__TEXT BLOCK__:
━━━━━━━━━━

Just one year after then-Sen. John. F. Kennedy’s Pulitzer Prize-winning book “Profiles in Courage” was published, a true real-life profile in courage would emerge in the form of a teenage girl who faced violence and threats of death for just trying to go to school.
The photo of 15-year-old African American Elizabeth Eckford being yelled at and followed by a mob of angry white students on the first day of school at Little Rock Central High School in 1957 is shocking, uncomfortable and outrageous still.
The second day wasn’t any better.
“A lot of people think that the worse we faced was the mob scene on Sept. 4,’’ Eckford said to an audience at Pensacola State College. “But we were battered throughout the time we were at Central High.”
On Thursday, Oct. 4, Eckford, who turned 81 just three days earlier, spoke about her experiences before a large and appreciative crowd at Pensacola State College’s Ashmore Auditorium. The event was sponsored by the Equity Project Alliance in partnership with the Delta Iota Omega Chapter of the Alpha Kappa Alpha Sorority and the Diocese of the Central Gulf Coast.
Eckford was one of the famed “Little Rock Nine” – a group of African American students who integrated the Arkansas high school as a result of 1954’s Brown v. Board of Education Supreme Court ruling which outlawed racial segregation in public schools.
Eckford spent one year at the school, where she and other African American students were frequently targeted for abuse and ridicule. She would later be diagnosed with post-traumatic stress disorder.
She later attended Central State University in Ohio where she earned a Bachelor of Arts degree in history. She served five years in the U.S. Army.
In 2018, she wrote her autobiography, “The Worst First Day: Bullied While Desegregating Little Rock High School,’’ which was co-authored by Eckford’s friends, retired Army Lt. Col. Eurydice Stanley and Stanley’s then-15-year-old daughter Grace. Stanley has been friends with Eckford for about 20 years. Stanley, a writer, leadership trainer and motivational speaker, appeared on stage with Eckford for the PSC visit.

━━━━━━━━━━

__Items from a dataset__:
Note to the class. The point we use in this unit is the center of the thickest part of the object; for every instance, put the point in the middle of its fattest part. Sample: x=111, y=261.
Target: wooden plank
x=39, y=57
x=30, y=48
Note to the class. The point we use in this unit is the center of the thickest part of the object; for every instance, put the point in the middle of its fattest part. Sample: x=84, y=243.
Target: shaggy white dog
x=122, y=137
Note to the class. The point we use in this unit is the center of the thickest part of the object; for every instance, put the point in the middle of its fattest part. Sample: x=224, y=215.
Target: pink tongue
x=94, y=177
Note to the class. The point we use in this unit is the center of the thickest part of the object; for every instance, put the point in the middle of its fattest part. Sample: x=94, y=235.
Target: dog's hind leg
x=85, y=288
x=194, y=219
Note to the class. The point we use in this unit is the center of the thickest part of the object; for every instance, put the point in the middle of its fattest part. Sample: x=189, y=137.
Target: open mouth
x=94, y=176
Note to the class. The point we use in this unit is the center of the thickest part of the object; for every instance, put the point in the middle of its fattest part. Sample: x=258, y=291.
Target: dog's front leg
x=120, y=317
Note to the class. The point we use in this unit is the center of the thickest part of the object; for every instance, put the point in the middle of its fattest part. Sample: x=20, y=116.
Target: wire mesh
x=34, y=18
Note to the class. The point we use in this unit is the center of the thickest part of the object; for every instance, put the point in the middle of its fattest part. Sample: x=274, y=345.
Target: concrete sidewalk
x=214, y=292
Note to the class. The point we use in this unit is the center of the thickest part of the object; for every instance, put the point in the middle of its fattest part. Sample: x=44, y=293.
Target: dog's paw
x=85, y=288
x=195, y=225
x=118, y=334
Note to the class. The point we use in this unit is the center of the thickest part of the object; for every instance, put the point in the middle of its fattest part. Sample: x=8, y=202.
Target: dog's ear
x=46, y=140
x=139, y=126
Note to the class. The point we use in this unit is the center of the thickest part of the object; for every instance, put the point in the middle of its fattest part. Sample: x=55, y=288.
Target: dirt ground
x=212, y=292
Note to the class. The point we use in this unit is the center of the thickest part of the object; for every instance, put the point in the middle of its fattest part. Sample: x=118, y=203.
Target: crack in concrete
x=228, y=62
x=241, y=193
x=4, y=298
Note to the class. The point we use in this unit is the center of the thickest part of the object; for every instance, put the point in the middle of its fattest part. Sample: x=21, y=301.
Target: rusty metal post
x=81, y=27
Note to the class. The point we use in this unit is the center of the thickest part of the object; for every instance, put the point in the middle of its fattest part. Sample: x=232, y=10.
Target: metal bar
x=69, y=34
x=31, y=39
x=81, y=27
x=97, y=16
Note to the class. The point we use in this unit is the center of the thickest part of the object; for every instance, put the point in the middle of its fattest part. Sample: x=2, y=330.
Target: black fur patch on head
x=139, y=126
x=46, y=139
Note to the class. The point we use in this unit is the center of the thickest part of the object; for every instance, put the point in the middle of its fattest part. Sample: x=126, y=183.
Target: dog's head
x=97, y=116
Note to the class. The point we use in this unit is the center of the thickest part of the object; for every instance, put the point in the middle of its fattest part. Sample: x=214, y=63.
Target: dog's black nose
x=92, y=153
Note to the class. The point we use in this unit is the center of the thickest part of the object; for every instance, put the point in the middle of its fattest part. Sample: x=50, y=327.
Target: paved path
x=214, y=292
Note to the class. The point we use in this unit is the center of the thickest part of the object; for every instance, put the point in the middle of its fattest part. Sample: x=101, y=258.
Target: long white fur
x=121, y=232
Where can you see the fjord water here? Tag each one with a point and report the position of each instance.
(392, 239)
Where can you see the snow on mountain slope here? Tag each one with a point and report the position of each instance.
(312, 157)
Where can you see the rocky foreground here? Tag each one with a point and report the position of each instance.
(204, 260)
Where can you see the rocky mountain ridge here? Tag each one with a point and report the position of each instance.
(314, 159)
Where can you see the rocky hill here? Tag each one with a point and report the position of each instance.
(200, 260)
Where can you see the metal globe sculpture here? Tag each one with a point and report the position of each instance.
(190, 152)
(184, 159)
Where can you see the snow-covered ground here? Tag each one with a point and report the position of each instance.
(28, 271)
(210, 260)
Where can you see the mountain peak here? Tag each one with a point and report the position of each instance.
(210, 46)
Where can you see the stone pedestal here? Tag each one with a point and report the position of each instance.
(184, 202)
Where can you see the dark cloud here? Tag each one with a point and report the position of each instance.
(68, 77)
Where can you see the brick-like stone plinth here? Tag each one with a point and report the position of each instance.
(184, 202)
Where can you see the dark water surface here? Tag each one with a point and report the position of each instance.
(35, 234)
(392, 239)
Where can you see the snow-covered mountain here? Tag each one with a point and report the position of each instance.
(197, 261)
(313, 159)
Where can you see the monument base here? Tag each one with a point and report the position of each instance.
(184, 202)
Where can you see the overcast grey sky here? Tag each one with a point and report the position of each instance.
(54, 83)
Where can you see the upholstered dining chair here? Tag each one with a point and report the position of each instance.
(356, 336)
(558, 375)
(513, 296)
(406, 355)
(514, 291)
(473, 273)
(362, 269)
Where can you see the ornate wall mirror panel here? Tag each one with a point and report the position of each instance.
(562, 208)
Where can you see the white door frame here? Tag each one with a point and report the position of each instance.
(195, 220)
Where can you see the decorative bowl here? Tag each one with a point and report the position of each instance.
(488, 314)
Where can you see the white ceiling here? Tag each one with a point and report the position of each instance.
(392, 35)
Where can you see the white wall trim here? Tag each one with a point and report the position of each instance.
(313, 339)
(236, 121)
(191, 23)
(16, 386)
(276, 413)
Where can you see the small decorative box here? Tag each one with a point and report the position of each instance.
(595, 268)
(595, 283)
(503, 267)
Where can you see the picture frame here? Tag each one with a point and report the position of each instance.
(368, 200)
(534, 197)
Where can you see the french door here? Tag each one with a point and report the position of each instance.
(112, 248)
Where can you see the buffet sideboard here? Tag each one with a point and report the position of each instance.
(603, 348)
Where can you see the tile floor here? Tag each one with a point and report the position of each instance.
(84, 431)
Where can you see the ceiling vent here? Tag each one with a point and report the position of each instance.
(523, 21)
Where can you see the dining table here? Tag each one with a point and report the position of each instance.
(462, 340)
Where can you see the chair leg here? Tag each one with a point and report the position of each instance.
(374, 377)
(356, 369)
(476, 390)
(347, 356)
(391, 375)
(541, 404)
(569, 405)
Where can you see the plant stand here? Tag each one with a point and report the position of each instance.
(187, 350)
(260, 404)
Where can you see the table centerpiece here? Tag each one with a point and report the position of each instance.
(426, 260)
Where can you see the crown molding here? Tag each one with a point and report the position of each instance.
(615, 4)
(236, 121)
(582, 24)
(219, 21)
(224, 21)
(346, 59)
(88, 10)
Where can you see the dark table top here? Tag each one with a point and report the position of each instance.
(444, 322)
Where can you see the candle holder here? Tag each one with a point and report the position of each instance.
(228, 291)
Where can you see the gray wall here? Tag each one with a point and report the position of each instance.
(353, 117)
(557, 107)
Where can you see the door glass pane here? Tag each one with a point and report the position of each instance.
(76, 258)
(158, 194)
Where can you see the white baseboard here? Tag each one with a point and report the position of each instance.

━━━━━━━━━━

__EXERCISE BRIEF__:
Carry on the article about Elizabeth Eckford's talk at Pensacola State College, picking up right after its last sentence.

__OUTPUT BELOW__:
“(Eckford) had internalized so much of the hatred that she had heard every day at Central and it has been so heartwarming to see crowds like this one,’’ Stanley said. “It reinforces how important her message is.”
Eckford recalled the various examples of racism and oppression she faced daily, from not being allowed to swim in a neighborhood pool – a pool for African Americans was built in the woods – to not being allowed to read books in the library.
“There was separation, but not equality,’’ she said, with many in the audience murmuring in agreement.
But it was the hatred and threats of violence she encountered at Little Rock Central High that left the biggest scars.
“I had never experienced or seen violence in schools before Central High,’’ she said.
Stanley read portions of the book to the crowd and showed various slides during the presentation.
Her story truly is a profile in courage, said Lusharon Wiley, a member of the Equity Project Alliance and Vice President of Corporate Culture, Innisfree Hotels.
“What has always awed me is how does a 15-year-old, in the face of so much anger, say this is important enough that I’m going to go through this and be part of this change,’’ Wiley said. “It showed that age should not dictate what we’re willing to do and what we’re willing to stand for.”